- Travail demandé
Modifiez les lignes qui vont de celle contenant « TARGET = golden brown fritter » jusqu'à celle contenant « x=378, y=80 » incluse, en remplaçant « patty » par « cake » sans rien changer d'autre. Ne mettez pas les images dans votre réponse.

- Données fournies
____
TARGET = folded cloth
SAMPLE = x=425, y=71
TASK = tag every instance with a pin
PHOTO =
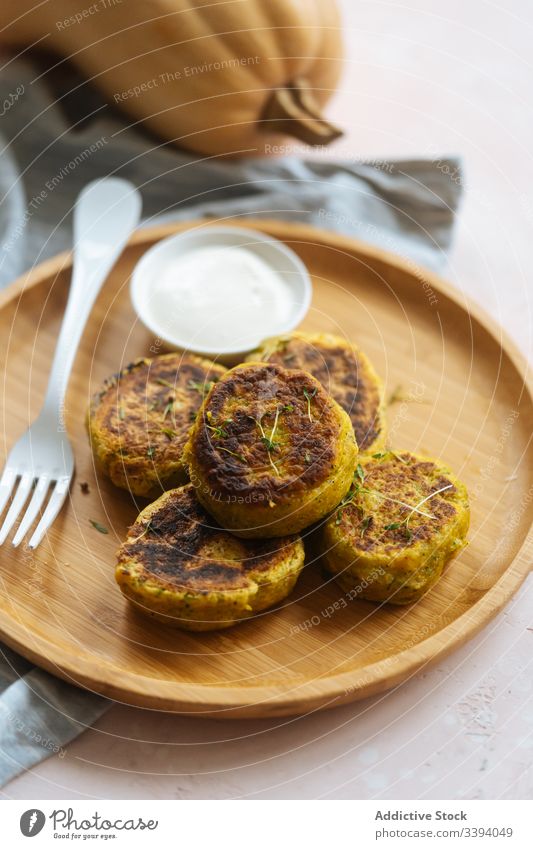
x=407, y=207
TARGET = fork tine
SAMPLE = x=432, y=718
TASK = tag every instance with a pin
x=19, y=500
x=7, y=482
x=59, y=493
x=39, y=494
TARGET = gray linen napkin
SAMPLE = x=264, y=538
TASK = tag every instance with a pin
x=45, y=160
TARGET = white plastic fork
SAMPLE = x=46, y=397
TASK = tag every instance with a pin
x=106, y=213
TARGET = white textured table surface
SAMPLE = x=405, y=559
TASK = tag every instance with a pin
x=422, y=78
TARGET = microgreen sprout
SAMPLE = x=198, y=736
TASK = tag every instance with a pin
x=344, y=503
x=233, y=453
x=308, y=396
x=202, y=388
x=163, y=382
x=365, y=524
x=220, y=430
x=393, y=526
x=268, y=441
x=169, y=407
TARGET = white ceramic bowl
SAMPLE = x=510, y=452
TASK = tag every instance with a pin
x=271, y=251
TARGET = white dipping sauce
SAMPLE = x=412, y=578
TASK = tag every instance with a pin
x=217, y=297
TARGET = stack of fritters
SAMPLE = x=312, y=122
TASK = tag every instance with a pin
x=292, y=438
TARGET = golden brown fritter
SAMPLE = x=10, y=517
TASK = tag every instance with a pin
x=343, y=370
x=270, y=452
x=178, y=566
x=405, y=517
x=139, y=422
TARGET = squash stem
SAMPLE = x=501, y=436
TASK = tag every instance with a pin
x=293, y=111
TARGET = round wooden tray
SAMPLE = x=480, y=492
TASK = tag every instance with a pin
x=457, y=390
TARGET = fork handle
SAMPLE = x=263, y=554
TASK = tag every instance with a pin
x=107, y=211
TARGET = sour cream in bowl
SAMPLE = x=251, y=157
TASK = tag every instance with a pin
x=218, y=291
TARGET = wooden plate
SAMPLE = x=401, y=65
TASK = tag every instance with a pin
x=459, y=391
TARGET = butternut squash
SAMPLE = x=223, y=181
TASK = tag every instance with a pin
x=228, y=77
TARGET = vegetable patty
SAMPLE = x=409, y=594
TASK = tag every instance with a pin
x=270, y=452
x=178, y=566
x=139, y=422
x=343, y=370
x=405, y=517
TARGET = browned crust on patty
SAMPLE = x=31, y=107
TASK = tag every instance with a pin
x=252, y=404
x=392, y=526
x=139, y=421
x=182, y=547
x=344, y=371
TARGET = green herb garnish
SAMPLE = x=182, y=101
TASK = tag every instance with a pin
x=233, y=453
x=344, y=503
x=163, y=382
x=168, y=408
x=365, y=524
x=220, y=430
x=308, y=396
x=202, y=388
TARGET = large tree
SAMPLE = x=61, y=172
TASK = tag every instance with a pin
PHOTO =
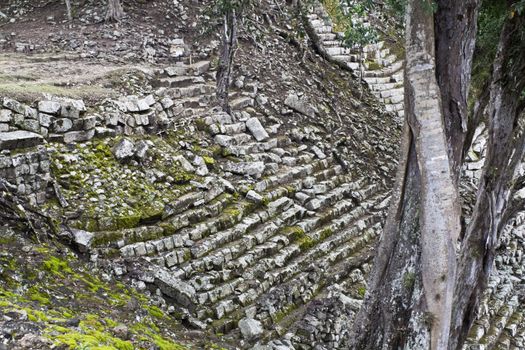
x=422, y=295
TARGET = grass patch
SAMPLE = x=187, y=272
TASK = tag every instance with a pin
x=28, y=92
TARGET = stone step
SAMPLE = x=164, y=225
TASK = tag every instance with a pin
x=332, y=43
x=241, y=103
x=197, y=68
x=199, y=231
x=394, y=99
x=192, y=91
x=242, y=150
x=387, y=71
x=392, y=92
x=150, y=240
x=19, y=139
x=340, y=51
x=340, y=266
x=178, y=81
x=382, y=87
x=261, y=237
x=323, y=29
x=393, y=107
x=499, y=322
x=327, y=36
x=289, y=262
x=378, y=80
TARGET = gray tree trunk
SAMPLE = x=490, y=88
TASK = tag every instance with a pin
x=68, y=9
x=227, y=54
x=115, y=12
x=505, y=150
x=414, y=271
x=455, y=28
x=397, y=313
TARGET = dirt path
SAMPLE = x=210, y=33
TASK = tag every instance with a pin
x=29, y=77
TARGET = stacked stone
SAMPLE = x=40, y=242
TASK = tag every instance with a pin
x=261, y=257
x=500, y=323
x=60, y=120
x=185, y=90
x=28, y=172
x=382, y=70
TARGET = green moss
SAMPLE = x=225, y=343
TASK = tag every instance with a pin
x=208, y=160
x=165, y=344
x=373, y=65
x=280, y=315
x=187, y=255
x=201, y=125
x=124, y=222
x=327, y=232
x=56, y=266
x=409, y=278
x=155, y=311
x=306, y=243
x=35, y=294
x=294, y=233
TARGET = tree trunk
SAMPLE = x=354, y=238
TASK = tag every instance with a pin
x=68, y=9
x=409, y=300
x=227, y=53
x=505, y=151
x=115, y=11
x=455, y=28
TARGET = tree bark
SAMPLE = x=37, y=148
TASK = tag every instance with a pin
x=455, y=28
x=505, y=150
x=68, y=9
x=411, y=285
x=227, y=54
x=115, y=11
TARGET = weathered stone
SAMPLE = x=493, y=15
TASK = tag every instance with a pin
x=184, y=163
x=123, y=150
x=317, y=151
x=78, y=136
x=19, y=139
x=175, y=288
x=257, y=130
x=49, y=107
x=5, y=116
x=254, y=196
x=250, y=329
x=141, y=149
x=13, y=105
x=200, y=164
x=45, y=120
x=82, y=239
x=62, y=125
x=302, y=107
x=29, y=125
x=245, y=168
x=223, y=140
x=150, y=100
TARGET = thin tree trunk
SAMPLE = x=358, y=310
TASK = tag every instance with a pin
x=115, y=11
x=440, y=210
x=409, y=301
x=455, y=28
x=68, y=9
x=227, y=54
x=505, y=151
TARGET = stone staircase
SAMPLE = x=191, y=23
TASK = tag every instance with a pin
x=267, y=249
x=382, y=70
x=501, y=320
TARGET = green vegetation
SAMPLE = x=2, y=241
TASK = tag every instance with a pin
x=87, y=317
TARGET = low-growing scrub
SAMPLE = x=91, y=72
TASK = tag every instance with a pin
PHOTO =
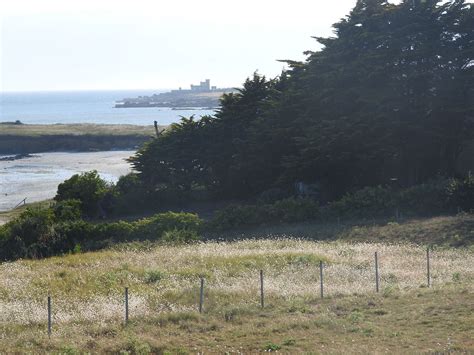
x=284, y=211
x=39, y=233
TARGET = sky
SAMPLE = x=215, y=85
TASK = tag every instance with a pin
x=154, y=44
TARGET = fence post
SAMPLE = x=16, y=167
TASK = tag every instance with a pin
x=321, y=278
x=49, y=316
x=428, y=276
x=376, y=272
x=201, y=295
x=126, y=305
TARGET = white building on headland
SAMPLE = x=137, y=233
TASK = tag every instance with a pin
x=204, y=86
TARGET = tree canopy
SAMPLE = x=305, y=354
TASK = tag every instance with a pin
x=390, y=95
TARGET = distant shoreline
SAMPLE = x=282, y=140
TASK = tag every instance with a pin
x=27, y=139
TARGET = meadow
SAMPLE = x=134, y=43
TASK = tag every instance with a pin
x=163, y=280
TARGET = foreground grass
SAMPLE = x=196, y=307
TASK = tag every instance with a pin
x=163, y=281
x=74, y=129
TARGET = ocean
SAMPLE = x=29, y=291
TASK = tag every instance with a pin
x=85, y=107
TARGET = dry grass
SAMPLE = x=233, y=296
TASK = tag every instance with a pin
x=75, y=129
x=163, y=280
x=6, y=216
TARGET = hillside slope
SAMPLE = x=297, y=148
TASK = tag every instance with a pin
x=163, y=281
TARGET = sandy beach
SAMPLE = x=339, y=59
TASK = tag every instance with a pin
x=37, y=178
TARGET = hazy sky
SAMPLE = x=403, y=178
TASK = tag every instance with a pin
x=153, y=44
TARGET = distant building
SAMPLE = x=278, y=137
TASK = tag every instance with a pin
x=203, y=86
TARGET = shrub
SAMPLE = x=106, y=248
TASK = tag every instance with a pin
x=68, y=210
x=88, y=188
x=461, y=193
x=283, y=211
x=424, y=199
x=153, y=228
x=367, y=202
x=180, y=236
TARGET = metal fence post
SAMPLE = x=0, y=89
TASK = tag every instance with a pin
x=201, y=295
x=428, y=276
x=321, y=278
x=376, y=272
x=126, y=305
x=49, y=316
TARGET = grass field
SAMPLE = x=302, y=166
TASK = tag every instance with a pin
x=87, y=292
x=74, y=129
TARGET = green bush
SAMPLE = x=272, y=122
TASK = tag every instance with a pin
x=88, y=188
x=283, y=211
x=37, y=233
x=368, y=202
x=180, y=236
x=461, y=193
x=373, y=202
x=68, y=210
x=153, y=228
x=424, y=199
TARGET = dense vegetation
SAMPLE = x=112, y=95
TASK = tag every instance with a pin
x=389, y=98
x=370, y=126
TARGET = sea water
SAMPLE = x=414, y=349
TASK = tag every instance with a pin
x=86, y=107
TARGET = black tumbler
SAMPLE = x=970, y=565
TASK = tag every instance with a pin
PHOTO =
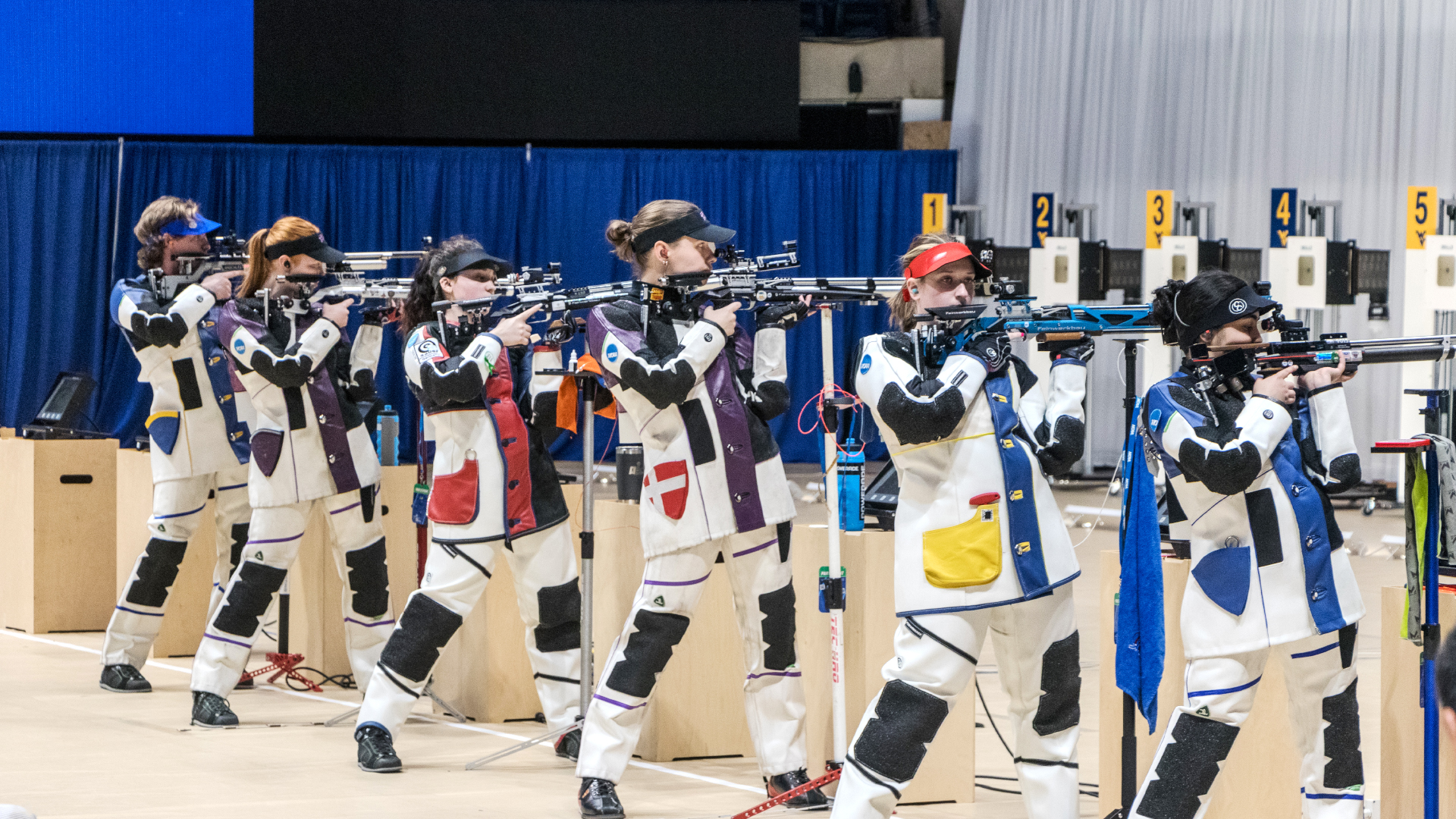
x=629, y=472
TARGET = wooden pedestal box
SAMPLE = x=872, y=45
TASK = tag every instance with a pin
x=58, y=553
x=1261, y=774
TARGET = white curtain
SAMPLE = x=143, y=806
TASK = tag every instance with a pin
x=1220, y=101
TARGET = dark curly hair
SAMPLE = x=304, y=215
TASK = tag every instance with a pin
x=1180, y=302
x=425, y=290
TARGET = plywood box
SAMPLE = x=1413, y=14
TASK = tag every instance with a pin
x=58, y=551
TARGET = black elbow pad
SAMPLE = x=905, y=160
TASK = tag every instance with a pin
x=663, y=388
x=453, y=381
x=1226, y=471
x=284, y=372
x=921, y=423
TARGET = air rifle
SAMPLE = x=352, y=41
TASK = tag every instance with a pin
x=229, y=254
x=954, y=328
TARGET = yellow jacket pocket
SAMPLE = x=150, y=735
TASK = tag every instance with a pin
x=965, y=554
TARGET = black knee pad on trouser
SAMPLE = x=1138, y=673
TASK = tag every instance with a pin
x=369, y=579
x=1346, y=767
x=156, y=573
x=1188, y=767
x=1060, y=707
x=894, y=739
x=647, y=651
x=239, y=542
x=422, y=632
x=248, y=598
x=778, y=627
x=558, y=608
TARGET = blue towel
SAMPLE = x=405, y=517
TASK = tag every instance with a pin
x=1141, y=601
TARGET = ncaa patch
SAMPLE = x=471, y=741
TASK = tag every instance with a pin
x=428, y=350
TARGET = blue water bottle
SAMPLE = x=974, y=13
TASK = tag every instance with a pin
x=851, y=483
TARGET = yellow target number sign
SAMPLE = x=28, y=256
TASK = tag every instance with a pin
x=1159, y=218
x=1420, y=216
x=932, y=213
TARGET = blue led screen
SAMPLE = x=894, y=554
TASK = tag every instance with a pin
x=127, y=67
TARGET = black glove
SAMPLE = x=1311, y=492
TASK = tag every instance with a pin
x=1082, y=349
x=783, y=315
x=993, y=349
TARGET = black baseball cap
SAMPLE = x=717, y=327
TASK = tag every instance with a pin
____
- Réponse rédigée
TARGET = golden brown fritter
SAMPLE = x=10, y=517
TASK = tag every instance with a pin
x=343, y=370
x=270, y=452
x=178, y=566
x=405, y=517
x=139, y=422
TARGET = squash stem
SAMPLE = x=501, y=436
TASK = tag every instance with a pin
x=293, y=111
TARGET = round wooden tray
SAMPLE = x=480, y=492
TASK = tag every instance with a pin
x=457, y=390
TARGET = fork handle
SAMPLE = x=263, y=554
TASK = tag every instance with a pin
x=107, y=211
TARGET = sour cream in bowl
SAMPLE = x=251, y=157
TASK = tag every instance with a pin
x=218, y=291
TARGET = wooden plate
SAMPLE = x=401, y=65
TASK = tag every instance with a pin
x=459, y=391
TARGET = butternut squash
SAMPLE = x=223, y=181
TASK = tag every instance with a pin
x=228, y=77
TARGET = vegetable cake
SAMPLE = x=409, y=594
TASK = tag every instance with a pin
x=270, y=452
x=178, y=566
x=139, y=422
x=343, y=370
x=405, y=517
TARGET = browned crust on cake
SAMPLE = x=31, y=107
TASK = tag every instance with a pin
x=252, y=404
x=392, y=526
x=139, y=421
x=182, y=547
x=344, y=371
TARGET = green herb garnish
SAMPLE = x=182, y=101
TASK = tag every instance with a pin
x=233, y=453
x=344, y=503
x=163, y=382
x=168, y=408
x=365, y=524
x=220, y=430
x=308, y=396
x=202, y=388
TARGET = large tree
SAMPLE = x=61, y=172
TASK = tag every instance with a pin
PHOTO =
x=422, y=295
TARGET = grass patch
SAMPLE = x=187, y=272
TASK = tag every instance with a pin
x=28, y=92
TARGET = stone step
SAMPLE = x=164, y=225
TASK = tag every instance with a pin
x=332, y=43
x=241, y=103
x=197, y=68
x=199, y=231
x=394, y=99
x=192, y=91
x=242, y=150
x=387, y=71
x=392, y=92
x=150, y=240
x=19, y=139
x=340, y=51
x=340, y=266
x=178, y=81
x=382, y=87
x=261, y=237
x=323, y=29
x=393, y=107
x=499, y=322
x=327, y=36
x=289, y=262
x=378, y=80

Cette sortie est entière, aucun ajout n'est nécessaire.